Directions:
Pick up the article on Toronto's unpaid tickets after its final sentence and keep writing.

Source extract:
----
City of Toronto, collection agencies chasing down nearly $600M in unpaid tickets
Some traffic tickets go back decades but the city's looking to collect, paralegal says
The City of Toronto has contracted a team of debt collection agencies to track down over $500 million as it struggles to deal with a budget hard hit by the COVID-19 pandemic.
As of the start of July, the city estimates it's owed $580 million in unpaid tickets.
"That cumulative total goes back for years," said Susan Garossino, the director of court services for Toronto.
The tickets are for offences ranging from traffic violations to public intoxication. They also include larger fines given to employers under the Employment Standards Act. In 2019, $19 million worth of unpaid tickets had a price tag over $500.
According to Garossino, third-party collection agencies have long been part of Toronto's collection arsenal. However, it's only recently they engaged with specialty collectors to go after a particular type of fine.
"They go after fines that are 20-plus years old," Garossino said.
"That represents about $100 million of the outstanding fees."
'They're catching up to people'
Mark Breslow, a paralegal who specializes in fighting traffic tickets, says he's seen all kinds of cases centred around unpaid fines. In many situations, he said, it can be very difficult for the city to collect.
"Some of [the people] may have died in the meantime, some of them may have moved out of province, out of country, so you'll never see that money," he said.
"But they're catching up to people, that's why people are calling me."
Breslow said the number of people contacting him has tripled in the last year. Many don't even realize they owe money until they're pulled over, or it's time to renew their driver's licence.
In some cases, drivers have even been able to renew their licence without problems, but are now faced with a bill.
----
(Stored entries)
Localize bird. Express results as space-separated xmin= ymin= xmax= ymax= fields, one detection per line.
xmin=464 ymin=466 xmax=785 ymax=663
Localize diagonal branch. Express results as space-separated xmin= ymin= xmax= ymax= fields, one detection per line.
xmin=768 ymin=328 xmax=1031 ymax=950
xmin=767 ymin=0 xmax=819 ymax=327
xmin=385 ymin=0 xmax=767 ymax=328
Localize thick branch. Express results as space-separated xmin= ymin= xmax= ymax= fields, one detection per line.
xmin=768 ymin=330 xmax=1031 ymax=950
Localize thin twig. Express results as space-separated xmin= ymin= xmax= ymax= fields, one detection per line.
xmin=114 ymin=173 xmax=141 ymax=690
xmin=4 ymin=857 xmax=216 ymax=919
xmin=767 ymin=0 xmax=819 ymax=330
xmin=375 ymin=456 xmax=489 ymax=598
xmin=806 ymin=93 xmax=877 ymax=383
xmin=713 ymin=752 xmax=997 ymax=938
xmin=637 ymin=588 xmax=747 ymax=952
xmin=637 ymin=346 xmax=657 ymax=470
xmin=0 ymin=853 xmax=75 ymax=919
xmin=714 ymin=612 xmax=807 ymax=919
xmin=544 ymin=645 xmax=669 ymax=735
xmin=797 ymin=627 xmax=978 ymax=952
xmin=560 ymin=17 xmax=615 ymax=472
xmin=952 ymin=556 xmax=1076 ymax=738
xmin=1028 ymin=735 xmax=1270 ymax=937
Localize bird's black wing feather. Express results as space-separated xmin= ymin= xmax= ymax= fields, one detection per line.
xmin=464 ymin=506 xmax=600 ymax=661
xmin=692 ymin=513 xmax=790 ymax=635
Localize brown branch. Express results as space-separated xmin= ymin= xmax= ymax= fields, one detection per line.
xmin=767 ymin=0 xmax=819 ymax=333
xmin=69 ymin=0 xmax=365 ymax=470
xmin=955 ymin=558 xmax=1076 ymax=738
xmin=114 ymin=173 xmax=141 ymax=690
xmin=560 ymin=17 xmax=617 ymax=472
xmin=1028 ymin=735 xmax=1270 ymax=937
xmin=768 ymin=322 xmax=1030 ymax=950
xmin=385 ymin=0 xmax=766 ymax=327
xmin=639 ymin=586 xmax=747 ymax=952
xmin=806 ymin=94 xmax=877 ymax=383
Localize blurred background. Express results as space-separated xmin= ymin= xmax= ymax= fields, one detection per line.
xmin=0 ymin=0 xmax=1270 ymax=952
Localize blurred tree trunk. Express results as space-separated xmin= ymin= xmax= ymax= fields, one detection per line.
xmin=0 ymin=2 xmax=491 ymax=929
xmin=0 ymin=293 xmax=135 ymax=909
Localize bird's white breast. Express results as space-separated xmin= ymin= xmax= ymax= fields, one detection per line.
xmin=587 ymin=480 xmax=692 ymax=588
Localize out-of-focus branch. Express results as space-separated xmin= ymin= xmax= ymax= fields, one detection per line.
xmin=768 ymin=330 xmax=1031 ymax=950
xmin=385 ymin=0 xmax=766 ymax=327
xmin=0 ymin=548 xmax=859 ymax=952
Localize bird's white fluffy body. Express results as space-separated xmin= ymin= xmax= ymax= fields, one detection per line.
----
Task output:
"The city has gone back to collect those old, ancient debts," Breslow said.
The amount of ticket debt held by the collectors in 2016 and 2017 was around $325 million. More than $100 million in new fines were added to their portfolio in 2018, and then again in 2019.
As more fines are moved over to collection agencies, the city is slowly chipping away at it's mountain of overdue tickets. Opposing an upward trend from the years prior, the total amount owed to the city dropped from $599 million in 2018 to $593 million in 2019. During the same time period revenues from third party collectors more than doubled, hitting $18 million.
The increases come as the city struggles to deal with what will likely be a $1.35 billion deficit due to the pandemic, although the provincial and federal governments have recently provided the city with hundreds of millions to keep transit and other operations running.
Garossino said the city is also looking at other ways to collect.
"Just because something has gone to a collection agency, it doesn't mean that we also don't take other enforcement against it," she said.
For example, fines could be added to Torontonians' municipal tax roll. Also, agreements with other governments mean those who get a ticket in Toronto, but live elsewhere, won't necessarily get off scot-free.